* **What to do**
Convert the records below into a two-column CSV with the columns request and answer, one row per record, with each record's full text under request and its answer under answer. Put every field in double quotes, replace line breaks with spaces, and leave out the pictures.

(Records in a dataset)
━━━━━━━━━━━━━━━━━━━━━━━━━━━━━━
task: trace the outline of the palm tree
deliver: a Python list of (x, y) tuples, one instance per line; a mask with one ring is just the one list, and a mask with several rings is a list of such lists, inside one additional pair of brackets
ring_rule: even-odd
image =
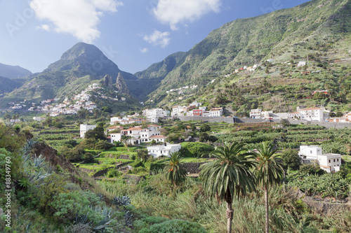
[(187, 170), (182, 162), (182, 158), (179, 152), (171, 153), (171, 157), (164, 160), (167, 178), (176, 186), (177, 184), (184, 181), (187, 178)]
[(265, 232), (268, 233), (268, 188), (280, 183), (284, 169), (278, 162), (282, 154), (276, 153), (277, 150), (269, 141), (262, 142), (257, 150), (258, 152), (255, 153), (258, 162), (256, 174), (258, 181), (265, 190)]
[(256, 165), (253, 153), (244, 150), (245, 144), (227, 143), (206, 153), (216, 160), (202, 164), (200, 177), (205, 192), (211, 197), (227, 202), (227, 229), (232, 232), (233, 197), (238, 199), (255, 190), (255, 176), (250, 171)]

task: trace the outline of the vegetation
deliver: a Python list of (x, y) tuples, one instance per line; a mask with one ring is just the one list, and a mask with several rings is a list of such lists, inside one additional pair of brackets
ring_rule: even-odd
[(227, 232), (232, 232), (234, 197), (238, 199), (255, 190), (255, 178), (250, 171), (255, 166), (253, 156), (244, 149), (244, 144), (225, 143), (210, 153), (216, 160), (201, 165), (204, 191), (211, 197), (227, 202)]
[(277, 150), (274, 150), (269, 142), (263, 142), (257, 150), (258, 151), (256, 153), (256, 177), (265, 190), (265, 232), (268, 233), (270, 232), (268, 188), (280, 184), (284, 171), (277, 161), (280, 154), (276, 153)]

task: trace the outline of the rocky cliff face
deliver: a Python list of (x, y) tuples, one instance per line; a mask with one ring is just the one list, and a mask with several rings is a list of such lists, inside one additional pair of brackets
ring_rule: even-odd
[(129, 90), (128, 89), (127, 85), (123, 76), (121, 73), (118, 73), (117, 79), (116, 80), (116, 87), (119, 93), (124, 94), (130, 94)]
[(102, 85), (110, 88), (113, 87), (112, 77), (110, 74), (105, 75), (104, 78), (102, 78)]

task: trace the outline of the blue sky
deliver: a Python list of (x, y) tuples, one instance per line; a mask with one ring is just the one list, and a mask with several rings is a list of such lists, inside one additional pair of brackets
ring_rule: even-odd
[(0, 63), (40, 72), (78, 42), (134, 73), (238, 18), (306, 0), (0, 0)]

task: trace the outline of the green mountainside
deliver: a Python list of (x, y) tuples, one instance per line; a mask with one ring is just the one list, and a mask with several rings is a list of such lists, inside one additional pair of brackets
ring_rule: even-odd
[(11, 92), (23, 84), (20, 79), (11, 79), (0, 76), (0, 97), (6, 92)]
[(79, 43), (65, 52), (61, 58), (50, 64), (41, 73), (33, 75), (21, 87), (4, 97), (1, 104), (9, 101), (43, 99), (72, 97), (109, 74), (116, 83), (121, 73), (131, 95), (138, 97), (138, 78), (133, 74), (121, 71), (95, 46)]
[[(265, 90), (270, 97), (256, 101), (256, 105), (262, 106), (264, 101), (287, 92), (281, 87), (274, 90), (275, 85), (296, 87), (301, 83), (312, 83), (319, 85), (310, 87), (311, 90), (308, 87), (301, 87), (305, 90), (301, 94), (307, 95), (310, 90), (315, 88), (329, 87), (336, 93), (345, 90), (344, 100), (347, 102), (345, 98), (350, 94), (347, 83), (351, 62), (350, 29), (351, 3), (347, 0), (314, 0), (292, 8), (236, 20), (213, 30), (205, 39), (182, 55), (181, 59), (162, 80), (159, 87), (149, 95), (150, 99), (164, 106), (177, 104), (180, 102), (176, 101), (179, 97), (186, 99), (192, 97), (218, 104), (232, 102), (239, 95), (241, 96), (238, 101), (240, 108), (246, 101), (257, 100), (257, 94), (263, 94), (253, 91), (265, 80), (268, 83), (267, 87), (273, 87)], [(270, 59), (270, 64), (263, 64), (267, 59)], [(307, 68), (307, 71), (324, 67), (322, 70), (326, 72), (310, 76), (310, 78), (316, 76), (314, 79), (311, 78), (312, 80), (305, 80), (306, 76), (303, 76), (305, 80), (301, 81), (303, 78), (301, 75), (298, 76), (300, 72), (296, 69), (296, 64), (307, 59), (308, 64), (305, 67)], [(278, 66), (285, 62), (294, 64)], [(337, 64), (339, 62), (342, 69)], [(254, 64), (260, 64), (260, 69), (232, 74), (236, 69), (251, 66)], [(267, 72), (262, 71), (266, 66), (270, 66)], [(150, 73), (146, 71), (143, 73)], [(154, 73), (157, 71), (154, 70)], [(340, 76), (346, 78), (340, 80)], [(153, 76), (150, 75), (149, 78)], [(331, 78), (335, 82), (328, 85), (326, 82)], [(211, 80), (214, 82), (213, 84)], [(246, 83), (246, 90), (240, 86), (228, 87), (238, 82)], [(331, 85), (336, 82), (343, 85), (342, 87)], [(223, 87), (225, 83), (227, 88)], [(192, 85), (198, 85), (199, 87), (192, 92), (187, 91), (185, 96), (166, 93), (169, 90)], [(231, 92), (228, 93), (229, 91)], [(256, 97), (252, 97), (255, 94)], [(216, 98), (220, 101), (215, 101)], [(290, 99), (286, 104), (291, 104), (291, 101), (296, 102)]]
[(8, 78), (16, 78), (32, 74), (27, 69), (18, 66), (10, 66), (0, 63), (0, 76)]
━━━━━━━━━━━━━━━━━━━━━━━━━━━━━━
* **Correct output**
request,answer
"task: trace the outline of the palm tree deliver: a Python list of (x, y) tuples, one instance per line; a mask with one ring is just the one list, and a mask with several rings is a list of such lists, inside one additional pair of brackets ring_rule: even-odd image =","[(187, 170), (182, 162), (182, 158), (179, 152), (171, 153), (171, 157), (164, 160), (167, 178), (176, 186), (177, 184), (184, 181), (187, 178)] [(265, 232), (268, 233), (268, 188), (280, 183), (284, 169), (278, 162), (282, 154), (276, 153), (277, 150), (269, 141), (262, 142), (257, 150), (258, 152), (255, 153), (258, 162), (256, 174), (258, 181), (265, 190)] [(256, 165), (253, 153), (244, 150), (245, 144), (227, 143), (206, 153), (216, 160), (202, 164), (200, 177), (205, 192), (211, 197), (227, 202), (227, 229), (232, 232), (233, 197), (238, 199), (255, 190), (255, 176), (250, 171)]"
"task: trace the outline of the vegetation deliver: a Python list of (x, y) tuples, one instance per line; a mask with one ring is just the one list, and a mask with several rings is a list of such lists, inside one additional pair of brackets ring_rule: even-odd","[(227, 232), (232, 232), (234, 197), (238, 199), (255, 190), (255, 178), (250, 171), (255, 166), (253, 156), (244, 149), (244, 144), (225, 143), (210, 153), (216, 160), (201, 165), (204, 191), (211, 197), (227, 202)] [(277, 150), (274, 150), (269, 142), (263, 142), (257, 150), (258, 151), (256, 153), (256, 177), (265, 190), (265, 232), (268, 233), (270, 232), (268, 188), (280, 184), (284, 171), (277, 161), (280, 154), (276, 153)]"
"task: trace the outline of the rocky cliff face deliver: a Python list of (x, y) tuples, one instance per line; a mask with one ring is just the one list, and a mask with several rings is a list of such lists, inside one additional pair of brackets ring_rule: even-odd","[(129, 90), (128, 89), (127, 85), (123, 76), (121, 73), (118, 73), (117, 79), (116, 80), (116, 87), (119, 93), (124, 94), (130, 94)] [(102, 85), (110, 88), (113, 87), (112, 77), (110, 74), (105, 75), (104, 78), (102, 78)]"
"task: trace the outline of the blue sky deliver: a Python list of (x, y) tuples, one instance per line; a mask with one ring is just the one list, and a mask with several rings is a list of such lists, inside one additional pair of brackets ring_rule: even-odd","[(0, 63), (40, 72), (78, 42), (134, 73), (238, 18), (306, 0), (0, 0)]"
"task: trace the outline of the green mountainside deliver: a Python list of (x, y) tuples, one instance per line; a mask with one ring is just the one list, and a mask with several rings is a list of such lists, inside one additional pair of brackets ring_rule: even-odd","[(11, 92), (23, 84), (20, 79), (11, 79), (0, 76), (0, 97), (6, 92)] [(79, 43), (65, 52), (61, 58), (50, 64), (41, 73), (33, 75), (21, 87), (4, 97), (1, 104), (9, 101), (43, 99), (72, 97), (109, 74), (116, 83), (121, 73), (131, 95), (138, 97), (138, 78), (133, 74), (121, 71), (95, 46)] [[(265, 90), (270, 97), (256, 101), (256, 105), (262, 106), (264, 101), (287, 92), (281, 87), (274, 90), (275, 85), (296, 87), (301, 83), (312, 83), (319, 85), (310, 87), (311, 90), (308, 87), (301, 87), (305, 90), (301, 94), (307, 95), (310, 90), (315, 88), (329, 87), (336, 93), (345, 90), (344, 100), (347, 102), (345, 98), (350, 94), (347, 83), (351, 62), (350, 29), (351, 3), (347, 0), (314, 0), (292, 8), (236, 20), (213, 30), (205, 39), (182, 55), (181, 59), (162, 80), (159, 87), (149, 95), (150, 99), (164, 106), (177, 104), (180, 102), (176, 101), (179, 97), (186, 99), (192, 97), (218, 104), (232, 102), (239, 95), (241, 96), (238, 101), (240, 108), (246, 101), (257, 100), (257, 94), (263, 94), (253, 91), (265, 80), (268, 83), (267, 87), (273, 87)], [(270, 59), (270, 64), (263, 64), (267, 59)], [(307, 68), (307, 71), (324, 67), (322, 70), (326, 72), (310, 76), (310, 78), (316, 76), (314, 79), (311, 78), (312, 80), (305, 80), (306, 76), (303, 76), (305, 80), (301, 81), (303, 78), (301, 75), (298, 76), (300, 72), (296, 69), (296, 64), (307, 59), (308, 64), (305, 67)], [(278, 66), (285, 62), (294, 64)], [(337, 64), (339, 62), (342, 69)], [(254, 64), (260, 64), (260, 69), (232, 74), (236, 69), (251, 66)], [(267, 72), (262, 71), (266, 66), (270, 66)], [(150, 73), (146, 71), (143, 73)], [(154, 73), (157, 71), (154, 70)], [(340, 76), (346, 78), (340, 80)], [(153, 76), (150, 75), (149, 78)], [(331, 78), (335, 82), (328, 85), (326, 82)], [(211, 80), (214, 82), (213, 84)], [(246, 83), (246, 90), (240, 86), (228, 87), (238, 82)], [(331, 85), (336, 82), (343, 85), (342, 87)], [(223, 87), (225, 83), (227, 88)], [(192, 85), (198, 85), (199, 87), (192, 92), (187, 91), (185, 96), (166, 93), (169, 90)], [(231, 92), (228, 93), (229, 91)], [(256, 97), (252, 97), (255, 94)], [(216, 98), (220, 101), (215, 101)], [(290, 99), (286, 104), (291, 104), (291, 101), (296, 102)]] [(8, 78), (16, 78), (32, 74), (27, 69), (18, 66), (10, 66), (0, 63), (0, 76)]"